- Theatrical release poster
- Directed by: David S. Ward
- Screenplay by: David S. Ward
- Based on: Headlong by Emlyn Williams
- Produced by: Jack Brodsky
- Starring: John Goodman; Peter O'Toole; John Hurt;
- Cinematography: Kenneth MacMillan
- Edited by: John Jympson
- Music by: James Newton Howard
- Production company: Mirage Enterprises
- Distributed by: Universal Pictures
- Release date: February 15, 1991;
- Running time: 96 minutes
- Country: United States
- Language: English
- Budget: $23 million or £8.1 million
- Box office: $52,487,045

= King Ralph =

1991 US comedy film by David S. Ward

King Ralph is a 1991 American comedy film written and directed by David S. Ward and starring John Goodman, Peter O'Toole, and John Hurt. The film is about a fired American lounge singer who becomes the unlikely King of the United Kingdom after an electrical accident wipes out the British royal family.

The story is loosely based on the 1980 novel Headlong by Emlyn Williams. Very little of the story survived the transition to the screen; characters were changed and the story was made into a comedy. The film was a minor box office hit but was received negatively by critics.

==Plot==

The entire British royal family who are the house of Wyndham is electrocuted and killed in a freak accident outside Buckingham Palace while having a royal portrait taken following a rainstorm. Sir Cedric Willingham leads a search for any surviving heirs to whom to pass the crown. After days of searching, a living heir is found: American Ralph Jones.

Shortly after being fired from his job as a lounge singer in Las Vegas, Ralph is informed by Cedric's assistant secretary Duncan Phipps that he has royal heritage. His grandmother Constance had a brief affair with the first Duke of Warren while a hotel waitress in the US. Constance had a son, Ralph's father. Since the Duke, Ralph's father and grandmother are dead, Ralph is sole heir to the throne. A ring is given as proof, a duplicate of the ring she used to wear that the Duke had given her.

Ralph is flown to London where Cedric gives him a crash course on royal etiquette. On his second day, he goes to a strip club and meets Miranda Greene, a timid exotic dancer and aspiring fashion designer. He dares her to go out on a date with him if the British press proves his claim to the monarchy.

Meanwhile, Lord Percival Graves is opposed to having an American on the throne and attempts to declare the reigning House of Wyndham at an end and replace it with the House of Stuart, of which he is patriarch. Prime Minister Geoffrey Hale states that Ralph's succession is legitimate unless he commits a heinous act. With this in mind, Graves bribes Miranda to stir up controversy by having a public relationship with Ralph.

Despite warnings by Cedric not to commit a mistake similar to that of King Edward VIII, Ralph sneaks out of the Palace to have a date with Miranda in Hyde Park. The next day, she returns Graves' money, but he already has photographs of her with Ralph. To protect Ralph's reputation, Miranda breaks up with him.

Despite Ralph's inability to understand British culture and his awkwardness at formal affairs, he makes a positive impression on King Mulambon of Zambezi during his state visit. They share concerns about the role of leadership they have assumed and the economic interests of their nations. Ralph accumulates a small but loyal following.

→ **Record set**:

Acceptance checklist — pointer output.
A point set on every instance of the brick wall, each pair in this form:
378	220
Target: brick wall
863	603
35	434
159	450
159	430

→ **What the task requires**:
Pick up the King Ralph film article after its last sentence and keep writing it.

→ **Output of the task**:
It is arranged for Ralph to marry Princess Anna of Finland to continue the royal bloodline and guarantee jobs for the UK in Finland's newly discovered oil reserves in the Baltic Sea. On the night of the Finnish Royal Family's visit, Ralph is sickened by Princess Anna's unusually deep voice, her bizarre sexual preferences, and her nonchalant acceptance of arranged royal marriage.

Miranda attends the royal ball as a set-up by Graves, and photos of her kiss with Ralph are shown to Anna's father King Gustav. This, along with Ralph's impromptu performance of "Good Golly, Miss Molly", results in Finland turning down the UK in favor of Japan for the offshore equipment contract.

Ralph accepts a stern scolding from Cedric and plans to set things right. Miranda confesses her role in the scandal and he cuts off contact with her. Becoming suspicious about his situation, Phipps tells Ralph that Cedric is also an heir to the throne (his great-grandmother, a parlor maid, had a one-night stand with a British prince), but had turned it down.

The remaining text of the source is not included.